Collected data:
»»

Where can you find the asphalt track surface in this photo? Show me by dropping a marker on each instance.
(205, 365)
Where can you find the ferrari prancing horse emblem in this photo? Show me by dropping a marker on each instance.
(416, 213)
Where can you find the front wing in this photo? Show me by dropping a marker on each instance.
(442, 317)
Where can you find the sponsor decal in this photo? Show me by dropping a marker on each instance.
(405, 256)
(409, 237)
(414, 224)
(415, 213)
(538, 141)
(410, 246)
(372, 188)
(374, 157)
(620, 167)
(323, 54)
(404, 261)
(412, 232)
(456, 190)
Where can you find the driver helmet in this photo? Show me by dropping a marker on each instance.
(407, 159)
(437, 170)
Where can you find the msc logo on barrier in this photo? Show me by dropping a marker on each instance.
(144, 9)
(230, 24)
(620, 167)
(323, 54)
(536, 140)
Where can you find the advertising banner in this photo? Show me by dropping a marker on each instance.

««

STATED GOAL:
Format the stretch from the line containing "Where can you find the driver" through the end of the listing as a Markdown table with the columns Row and Entry. Number each line in Row, put its text in Entry, and leave out blank lines.

FINISHED ANSWER:
| Row | Entry |
|---|---|
| 1 | Where can you find the driver helmet in this photo? Show me by dropping a marker on each instance. |
| 2 | (407, 159) |
| 3 | (437, 170) |
| 4 | Where can you find the msc logo on barrier in this photo? Show me by dropping a marker on each instance. |
| 5 | (144, 9) |
| 6 | (230, 24) |
| 7 | (620, 167) |
| 8 | (323, 54) |
| 9 | (536, 140) |
| 10 | Where can you find the advertising banner in this photo? Show me by dropping a marker on each instance. |